## TASKS TO PERFORM
A. How many national parks did Israel maintain as of 2015, according to the text on Israel's national parks?
B. Do the following statements agree with the text on Israel's national parks? Answer yes or no for each and quote the words of the text that decide it.
(i) The Hunting Act was published in 1926.
(ii) Ein Gedi was one of the most popular national parks in 2011.
(iii) Hurshat Tal is a park centered on an archaeological site.
C. Carry on the text about Israel's national parks from its last sentence.
## begin TEXT BLOCK
National parks of Israel are declared historic sites or nature reserves, which are mostly operated and maintained by the National Nature and Parks Authority. As of 2015, Israel maintains 81 national parks and more than 400 nature reserves, many of them in the occupied West Bank, that protect 2,500 species of indigenous wild plants, 32 species of fish, 530 species of birds and 100 species of mammals.

The parks and reserves were frequently declared around the ruins of the depopulated and subsequently demolished towns and villages of the 1948 Palestinian exodus; 182 historical Palestinian built up areas are located within Israel's parks and reserves. Some parks are located at archaeological sites such as Tel Megiddo, Beit She'an, Ashkelon and Kursi. Others, such as the Alexander stream, Mount Carmel National Park or Hurshat Tal focus on nature and the preservation of local flora and fauna. Several parks and nature reserves have camping options, such as tent grounds and bungalows, open to small groups and individual campers.  Some of them are located in the Israeli-occupied territories of the Golan Heights and the West Bank.

In 2011, the most popular national parks were Yarkon National Park, Caesarea, Ein Gedi and Tel Dan.

History

From the 1920s onwards, the British Mandatory government passed laws aimed at saving the local flora and fauna. In 1924 a Hunting Act was published and in 1926 a Forest Ordinance were published. Many sites, such as the forests of Mount Carmel and Mount Meron, were declared forest reserves; certain trees were declared protected.
## end TEXT BLOCK
## begin DATA SUPPLIED
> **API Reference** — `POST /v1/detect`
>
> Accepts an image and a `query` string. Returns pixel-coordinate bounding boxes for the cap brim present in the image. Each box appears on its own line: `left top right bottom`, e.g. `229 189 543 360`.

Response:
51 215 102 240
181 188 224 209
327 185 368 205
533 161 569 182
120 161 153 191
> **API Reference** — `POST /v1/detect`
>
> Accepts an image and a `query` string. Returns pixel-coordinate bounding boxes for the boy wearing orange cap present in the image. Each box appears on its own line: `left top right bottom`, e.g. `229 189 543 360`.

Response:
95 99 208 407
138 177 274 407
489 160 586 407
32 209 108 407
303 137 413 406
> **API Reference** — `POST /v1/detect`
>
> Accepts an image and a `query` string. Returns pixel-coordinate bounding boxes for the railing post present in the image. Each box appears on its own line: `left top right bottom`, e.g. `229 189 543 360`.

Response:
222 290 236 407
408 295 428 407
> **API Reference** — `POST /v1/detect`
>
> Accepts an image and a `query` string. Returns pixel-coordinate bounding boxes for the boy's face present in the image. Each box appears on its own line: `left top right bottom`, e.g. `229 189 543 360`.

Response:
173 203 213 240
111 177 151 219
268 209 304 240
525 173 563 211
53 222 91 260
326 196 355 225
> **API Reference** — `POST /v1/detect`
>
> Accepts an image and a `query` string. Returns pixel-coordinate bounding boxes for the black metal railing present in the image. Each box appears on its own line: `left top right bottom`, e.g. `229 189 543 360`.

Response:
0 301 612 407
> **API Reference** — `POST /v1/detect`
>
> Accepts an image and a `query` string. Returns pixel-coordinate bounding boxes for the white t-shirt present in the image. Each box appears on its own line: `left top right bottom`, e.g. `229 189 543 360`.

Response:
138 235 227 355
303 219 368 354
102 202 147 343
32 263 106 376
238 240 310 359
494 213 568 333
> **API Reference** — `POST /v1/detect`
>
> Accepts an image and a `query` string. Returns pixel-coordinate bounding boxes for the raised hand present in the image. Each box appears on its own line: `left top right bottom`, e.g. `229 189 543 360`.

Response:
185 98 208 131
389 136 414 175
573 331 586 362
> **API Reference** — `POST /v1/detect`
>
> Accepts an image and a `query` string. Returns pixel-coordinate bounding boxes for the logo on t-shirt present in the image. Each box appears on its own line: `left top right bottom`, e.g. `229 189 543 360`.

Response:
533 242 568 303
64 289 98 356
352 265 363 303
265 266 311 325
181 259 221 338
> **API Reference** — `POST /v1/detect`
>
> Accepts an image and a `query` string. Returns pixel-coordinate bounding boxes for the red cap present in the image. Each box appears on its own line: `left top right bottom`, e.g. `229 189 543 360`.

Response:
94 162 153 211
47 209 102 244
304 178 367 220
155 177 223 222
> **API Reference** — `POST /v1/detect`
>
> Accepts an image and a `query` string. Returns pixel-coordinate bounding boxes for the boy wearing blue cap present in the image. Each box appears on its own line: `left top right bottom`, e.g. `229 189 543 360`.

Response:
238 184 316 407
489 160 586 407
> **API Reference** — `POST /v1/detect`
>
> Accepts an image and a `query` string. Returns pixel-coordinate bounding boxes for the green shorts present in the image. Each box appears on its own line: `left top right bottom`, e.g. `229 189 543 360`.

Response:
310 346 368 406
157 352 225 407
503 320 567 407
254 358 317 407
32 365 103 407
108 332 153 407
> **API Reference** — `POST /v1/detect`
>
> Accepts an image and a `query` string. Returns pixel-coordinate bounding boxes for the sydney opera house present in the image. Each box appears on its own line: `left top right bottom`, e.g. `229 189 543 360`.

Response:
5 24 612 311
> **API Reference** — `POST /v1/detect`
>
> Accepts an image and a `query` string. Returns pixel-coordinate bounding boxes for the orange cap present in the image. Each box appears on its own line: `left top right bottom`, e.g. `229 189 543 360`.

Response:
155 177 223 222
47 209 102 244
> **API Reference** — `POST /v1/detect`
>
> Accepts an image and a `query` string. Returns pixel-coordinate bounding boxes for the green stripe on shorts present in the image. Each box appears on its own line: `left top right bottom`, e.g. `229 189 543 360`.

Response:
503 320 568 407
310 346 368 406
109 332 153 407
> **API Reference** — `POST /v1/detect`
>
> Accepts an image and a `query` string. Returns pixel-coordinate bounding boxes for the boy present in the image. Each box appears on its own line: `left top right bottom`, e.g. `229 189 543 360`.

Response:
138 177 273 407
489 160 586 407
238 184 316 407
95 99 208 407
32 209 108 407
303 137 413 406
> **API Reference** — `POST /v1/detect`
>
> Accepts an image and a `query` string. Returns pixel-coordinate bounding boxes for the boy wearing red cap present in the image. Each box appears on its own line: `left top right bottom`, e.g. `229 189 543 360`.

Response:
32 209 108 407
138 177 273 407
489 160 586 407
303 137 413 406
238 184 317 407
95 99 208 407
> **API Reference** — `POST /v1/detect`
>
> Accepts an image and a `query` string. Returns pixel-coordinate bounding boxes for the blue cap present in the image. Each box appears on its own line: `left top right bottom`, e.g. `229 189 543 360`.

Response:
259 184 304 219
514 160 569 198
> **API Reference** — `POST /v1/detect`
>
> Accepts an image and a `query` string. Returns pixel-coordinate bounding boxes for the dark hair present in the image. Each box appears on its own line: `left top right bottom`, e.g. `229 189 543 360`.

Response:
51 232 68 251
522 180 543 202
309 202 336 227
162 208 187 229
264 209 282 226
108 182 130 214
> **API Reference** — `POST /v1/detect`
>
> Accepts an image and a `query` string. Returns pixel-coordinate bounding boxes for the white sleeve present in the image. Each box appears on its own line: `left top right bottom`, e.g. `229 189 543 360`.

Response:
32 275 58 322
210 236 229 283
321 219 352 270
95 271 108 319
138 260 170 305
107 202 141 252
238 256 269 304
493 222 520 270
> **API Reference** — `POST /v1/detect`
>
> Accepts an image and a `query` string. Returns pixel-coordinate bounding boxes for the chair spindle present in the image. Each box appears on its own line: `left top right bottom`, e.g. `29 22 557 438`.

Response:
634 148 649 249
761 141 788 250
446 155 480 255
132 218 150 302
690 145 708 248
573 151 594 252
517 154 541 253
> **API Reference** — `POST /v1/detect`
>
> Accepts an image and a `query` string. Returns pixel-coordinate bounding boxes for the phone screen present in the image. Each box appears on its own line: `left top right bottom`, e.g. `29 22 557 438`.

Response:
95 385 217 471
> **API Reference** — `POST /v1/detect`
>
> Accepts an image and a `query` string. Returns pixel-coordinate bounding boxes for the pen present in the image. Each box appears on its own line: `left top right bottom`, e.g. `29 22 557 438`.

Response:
## end DATA SUPPLIED
## PER-TASK ANSWERS
A. 81 national parks.

B.
(i) No: "In 1924 a Hunting Act was published"
(ii) Yes: "In 2011, the most popular national parks were Yarkon National Park, Caesarea, Ein Gedi and Tel Dan."
(iii) No: "Others, such as the Alexander stream, Mount Carmel National Park or Hurshat Tal focus on nature and the preservation of local flora and fauna."

C.
In 1953 the Knesset passed the Wildlife Protection Law (חוק הגנת חיות-הבר) and the Minister of Agriculture was appointed for its implementation. In 1955, the department for the improvement of the country's landscape (המחלקה לשיפור נוף הארץ) was established in the Israeli Prime Minister's Office, which was assigned the establishment of tourist infrastructure. The department established a number of well-known national parks, such as Gan HaShlosha, Caesarea, Shivta and Avdat. Following the ecologically disastrous drying of Lake Hula and the resulting public pressure, the  was established in 1964, which was the first declared nature reserve in Israel. In 1963 the Knesset approved the "National parks and nature reserves act" (חוק הגנים הלאומיים ושמורות הטבע), whose legislation process had already began in 1956. As a result, two authorities were established: the National Parks Authority and the Nature Reserves Authority. In 1998 the two authorities were merged into one body - Israel Nature and Parks Authority.

The last observation of an Arabian leopard took place in the northern Arabah area in 2010/11.
It is possibly extinct in the country.

Parks and reserves

In Israel the distinction between national parks and nature reserves is often hard to make. National parks are in most cases centered around archaeological sites, but sometimes include protected nature habitats. The nature reserves often contain not just protected fauna and flora, but also major archaeological sites. The Hermon Stream Nature Reserve for instance covers a stretch of forested land, but also the vast remains of the ancient city of Banias/Caesarea Philippi. Sometimes an administrative separation is made, as for instance at the Judean desert oasis of Ein Gedi, home to both the Ein Gedi Antiquities National Park and Ein Gedi Nature Reserve.

National parks in Israel
This is a partial list, containing only the best known national parks.

National parks in occupied territories

Nature reserves in Israel
This is a partial list, containing only the best known nature reserves.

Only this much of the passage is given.